- [Source data]:
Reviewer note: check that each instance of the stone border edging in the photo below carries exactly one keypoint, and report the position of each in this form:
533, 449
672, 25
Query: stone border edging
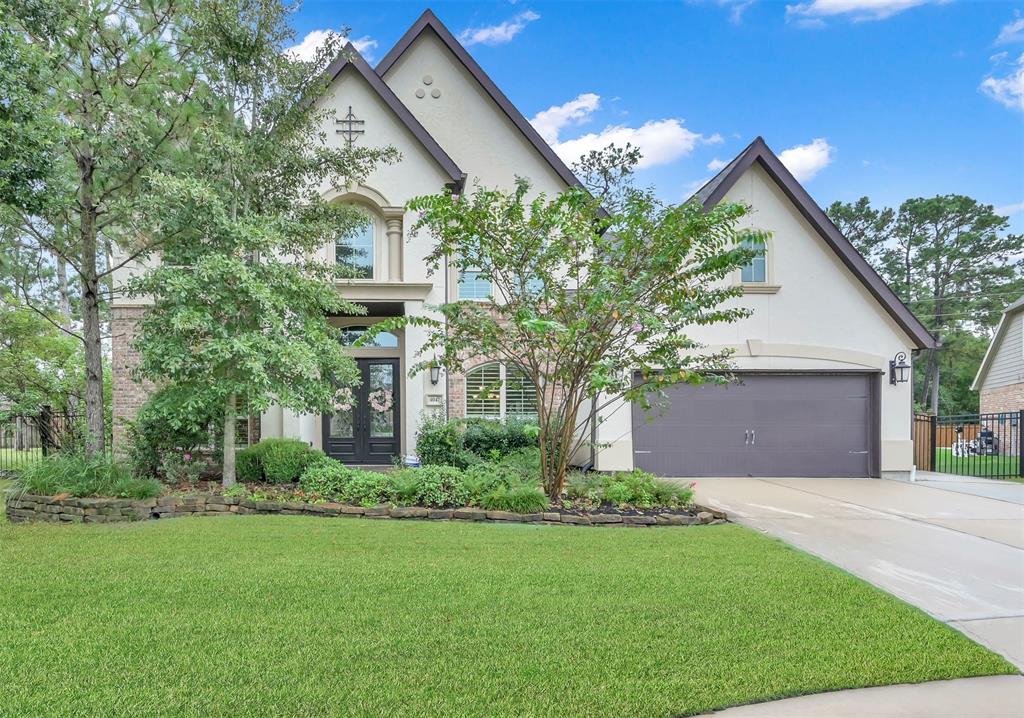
94, 510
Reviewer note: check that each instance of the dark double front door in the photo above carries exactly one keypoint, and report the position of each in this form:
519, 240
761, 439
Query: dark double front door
365, 427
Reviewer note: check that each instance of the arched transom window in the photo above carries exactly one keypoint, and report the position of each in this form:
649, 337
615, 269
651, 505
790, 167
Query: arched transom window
498, 391
384, 340
356, 251
755, 271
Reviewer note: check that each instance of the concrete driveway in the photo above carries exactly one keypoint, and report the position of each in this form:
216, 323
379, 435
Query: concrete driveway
951, 546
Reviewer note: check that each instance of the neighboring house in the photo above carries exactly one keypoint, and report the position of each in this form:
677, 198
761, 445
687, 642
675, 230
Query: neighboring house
1000, 377
814, 356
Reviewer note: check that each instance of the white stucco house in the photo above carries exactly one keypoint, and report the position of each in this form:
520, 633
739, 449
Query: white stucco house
814, 357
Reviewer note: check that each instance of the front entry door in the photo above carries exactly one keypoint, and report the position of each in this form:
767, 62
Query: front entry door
365, 427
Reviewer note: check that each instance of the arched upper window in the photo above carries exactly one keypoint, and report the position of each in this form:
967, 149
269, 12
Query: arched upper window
384, 340
356, 251
497, 391
755, 271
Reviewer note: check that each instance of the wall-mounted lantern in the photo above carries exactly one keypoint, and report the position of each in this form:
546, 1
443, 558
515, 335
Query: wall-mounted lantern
899, 370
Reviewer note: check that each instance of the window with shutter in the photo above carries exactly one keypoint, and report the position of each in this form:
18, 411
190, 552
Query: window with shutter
483, 386
496, 391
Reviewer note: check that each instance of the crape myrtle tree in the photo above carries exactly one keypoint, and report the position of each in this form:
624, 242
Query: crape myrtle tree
953, 261
241, 300
109, 97
589, 287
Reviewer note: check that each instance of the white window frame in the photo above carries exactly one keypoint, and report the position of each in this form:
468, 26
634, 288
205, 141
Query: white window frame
503, 414
375, 243
458, 286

- [Task requirements]: Without changing a word, retype the data above and omit its pictures.

- [Result for this task]:
Reviewer note: check that each instance of the stone border edging in the photo below carries exactly one keypoint, and report the position of each in this form:
533, 449
672, 25
Query: stone border edging
94, 510
Reviewer note: check that each instance of the dark double front door in the photo above carries exactly one keypoint, and report the position of each in this form:
519, 240
761, 439
Query: dark double front door
365, 427
Reviewer note: check that each instance of the arched transom window in the photo above carries exactly one keypoint, and report the position of each in this form:
649, 337
615, 269
651, 505
790, 167
Query: arched transom window
498, 391
384, 340
356, 251
755, 271
Reviewer note: check that each instance of the concrete driveway in the photo above carries exactly one keypoint, and report the position of each in this form:
216, 323
379, 435
Query: concrete driveway
951, 546
Reviewer note: check that each instance of the neighboring house in the photo above carries exactly one keypoint, and report the position of each in this form:
677, 198
761, 445
687, 642
675, 230
Query: neighboring house
1000, 377
814, 356
Reviewer note: check that each instance of the white stucco house in the photo above carries exactly one keypoint, and report the position of each in this form:
520, 633
739, 449
Query: white stucco house
814, 357
Reviewer note: check that each instance of the front entry door in the photo above carries exactly one keypoint, and report the position of each in this form:
767, 62
Query: front entry door
365, 427
Reviewer note: check that each instance of the arched upper window in the photo above carries exactly one keypoint, and report the position of each in this form:
967, 149
269, 12
Query: arched upper window
384, 340
356, 251
497, 391
755, 271
Reviewer note: check that each instance of the wall-mounted lantern in the photo above carries exactly one keypoint, and report the position of each in this form:
546, 1
443, 558
515, 335
Query: wall-mounted lantern
899, 370
Reviewer note: check that each instance of the window with shutter in the photo above carries exactly one keypoint, and report the position of each in this form:
18, 411
190, 552
Query: window with shutter
483, 386
496, 391
Reviewer note: check that each instance of the crape myrtle tree in the photo above carries exactly one keypoint, and report the position of each in this form:
624, 242
Query: crape myrtle tree
953, 261
241, 300
109, 97
589, 287
Reviewer note: check that each instance of the white window frame in the photo above carries exactly one keypoint, and report the position of each in this form:
468, 26
634, 288
205, 141
Query: white window frame
503, 414
375, 243
458, 286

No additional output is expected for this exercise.